Quando imaginamos uma nova experiência, gostamos de começar por definir os princípios do design dessa experiência, uma etapa que hoje se tornou incontornável. Estes princípios são os princípios fundamentais da experiência, são pilares que permitem ao designer fazer escolhas informadas ao longo do projeto e conceber em coerência todos os pontos de contacto. Neste artigo, exploramos os princípios chineses do design de experiências.

Este exercício é subjetivo e não-exaustivo, pois só estive em Xangai, só testei alguns serviços e só me encontrei com algumas startups e empresas. No entanto, pareceu-me interessante, mesmo sem ter ouvido falar uma única vez de UX (User eXperience) durante a minha estadia, constatar que existe uma abordagem para a concepção de experiências do utilizador, em suma, de design.

### ENUNCIADO A
Reproduza fielmente o trecho do documento sobre os princípios chineses do design de experiências desde "Quando imaginamos uma" até "design de experiências.", inclusive.

### LISTAGEM A PROCESSAR
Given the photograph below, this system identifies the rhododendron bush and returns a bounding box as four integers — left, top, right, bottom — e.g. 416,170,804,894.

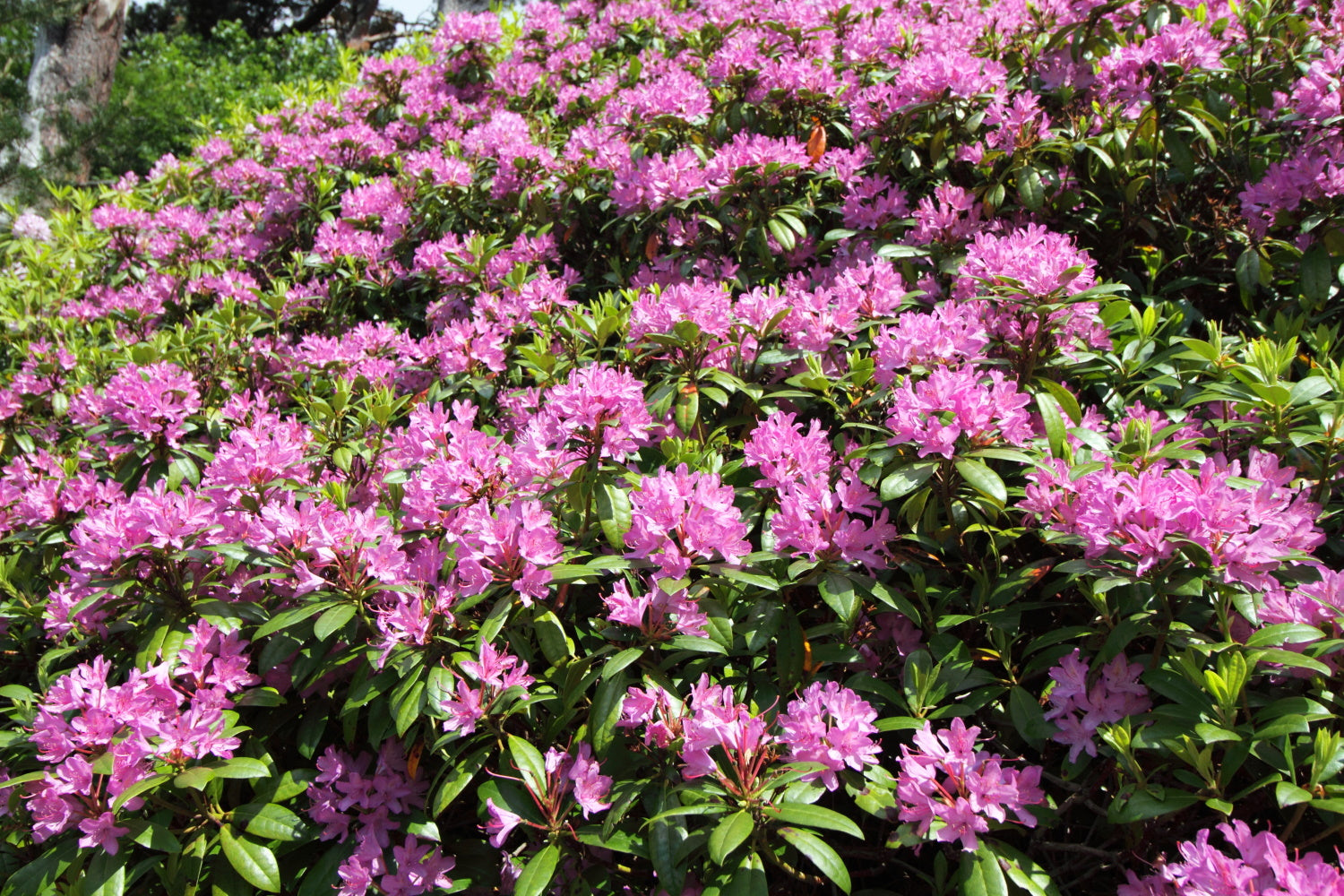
0,0,1344,896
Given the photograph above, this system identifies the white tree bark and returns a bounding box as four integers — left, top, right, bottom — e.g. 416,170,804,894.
438,0,491,19
19,0,128,180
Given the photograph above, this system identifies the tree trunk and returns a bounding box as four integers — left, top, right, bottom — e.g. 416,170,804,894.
19,0,128,180
438,0,491,17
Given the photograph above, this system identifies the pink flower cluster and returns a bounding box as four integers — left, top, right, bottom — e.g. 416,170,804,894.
486,743,612,849
1021,452,1325,589
604,579,710,641
443,643,537,735
29,621,258,855
1117,820,1344,896
1046,648,1152,762
744,412,897,568
618,676,882,794
308,740,456,896
897,719,1046,852
887,366,1035,458
625,463,752,579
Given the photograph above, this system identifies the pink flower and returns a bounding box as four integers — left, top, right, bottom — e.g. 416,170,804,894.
486,798,523,849
897,719,1046,852
779,681,882,790
80,812,131,856
604,579,710,641
887,366,1034,458
625,463,752,579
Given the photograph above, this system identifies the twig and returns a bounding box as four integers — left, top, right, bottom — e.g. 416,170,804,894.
1037,840,1116,863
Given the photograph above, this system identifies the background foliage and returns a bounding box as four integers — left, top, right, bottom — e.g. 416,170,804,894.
0,1,1344,896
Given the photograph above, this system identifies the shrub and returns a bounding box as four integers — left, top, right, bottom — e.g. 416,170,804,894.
0,0,1344,896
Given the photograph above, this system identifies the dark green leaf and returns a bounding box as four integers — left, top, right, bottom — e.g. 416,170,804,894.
220,825,280,893
710,810,753,866
513,844,561,896
957,840,1008,896
780,828,849,893
765,802,863,840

### ENUNCIADO B
Reescreva na íntegra as linhas da listagem desde a que contém "Given the photograph above, this system identifies the tree" até à que contém "438,0,491,17", inclusive. Multiplique por 0,75 cada coordenada das caixas delimitadoras obtidas e arredonde-a ao inteiro mais próximo, com as metades para cima, deixando inalterado o exemplo de formato, e apresente só essas linhas.

### RESOLUÇÃO A
Quando imaginamos uma nova experiência, gostamos de começar por definir os princípios do design dessa experiência, uma etapa que hoje se tornou incontornável. Estes princípios são os princípios fundamentais da experiência, são pilares que permitem ao designer fazer escolhas informadas ao longo do projeto e conceber em coerência todos os pontos de contacto. Neste artigo, exploramos os princípios chineses do design de experiências.

### RESOLUÇÃO B
Given the photograph above, this system identifies the tree trunk and returns a bounding box as four integers — left, top, right, bottom — e.g. 416,170,804,894.
14,0,96,135
329,0,368,13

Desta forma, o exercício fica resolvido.